─── Reading passage

The thing I really don't understand is this seems like such a simple thing to test! Search for X in our data set vs. competitor data set: flag for review if we are not within 1km radius. Don't release until the number and scope of flags hasn't been reduced to an acceptable margin of error (don't even have to test the full data set, just need a good enough statistician to help you figure out how bad your overall data is based on your sample tested data).
Doesn't look like Google Maps explicitly prohibits comparing data. Closest would be
>(f) use the Service or Content with any products, systems, or applications for or in connection with (i) real time navigation or route guidance, including but not limited to turn-by-turn route guidance that is synchronized to the position of a user's sensor-enabled device; or (ii) any systems or functions for automatic or autonomous control of vehicle behavior;
and comparing results from a separate service doesn't really fall under that, in my mind.
Not if the terms of use of the "someone else" explicitly prohibit such activity. This is particularly common with local information providers (eg business/event listings).
2 problems here, first, can you use competitors data for comparison and making your data better? Second, calculating difference is very difficult and size of difference could be overwhelming. But first issue is the main problem.
2. Difficult how? You don't have to perform it on items that can't be automatically searched for. Then you do subtraction, square, check if you're over a kilometer.
All of which is true, but it leaves me wondering if Vic Police have informed Apple - seems like a far more effective way to save lives than issuing a statement that will be read by pretty much no-one...

──────
─── Source excerpt

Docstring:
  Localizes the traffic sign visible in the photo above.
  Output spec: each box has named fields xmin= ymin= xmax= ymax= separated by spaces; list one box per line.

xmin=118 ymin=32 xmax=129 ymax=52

──────

**Task list**
a) In the discussion of testing map data, change "main problem" to "central problem" and give the passage from "2 problems here, first, can" up to and including "the main problem.".
b) Write what comes next in the discussion of testing map data, starting after its final comment.

**Responses**
a)
2 problems here, first, can you use competitors data for comparison and making your data better? Second, calculating difference is very difficult and size of difference could be overwhelming. But first issue is the central problem.

b)
I mean as an absolute first step, they should as a minimum report the problem by using the -in-app error notification system...
> Police have contacted Apple in relation to the issue and hope the matter is rectified promptly to ensure the safety of motorists travelling to Mildura.
Not to mention that a LOT of people have just read about the issue. Also, not to mention it, but that site is really targetted towards the Australian news media.
My point being that your comment was the one that was getting uppity. What did you think that it added to the conversation? Yes, I did miss the line in the article saying that Vic Police had reported the problem to Apple. Fair enough, I made a mistake, and the first response called me out for it. You then decided to pile on with a zero content response. I mean seriously, your comment added exactly zero to the conversation. There's no point coming off all hurt by my sarcastic rejoinder - if you want to throw stones, you have to expect them to be thrown back...
Actually, I added to it. Sorry you took it the wrong way. I merely mentioned that HN had picked it up, and that the Australian media monitors the website. I think it might have been the "not to mention it" bits I put into the post that might have been misconstrued... I guess I didn't realize they'd be seen as aggressive. That was not my intent!
None of these points had been brought up before, so I'd hardly call that a "zero content response".
Peace, I wasn't throwing stones. And I don't see how it's helpful to any conversation on HN...
I've been to a lot of similar places in Australia, though I'm not sure about this one.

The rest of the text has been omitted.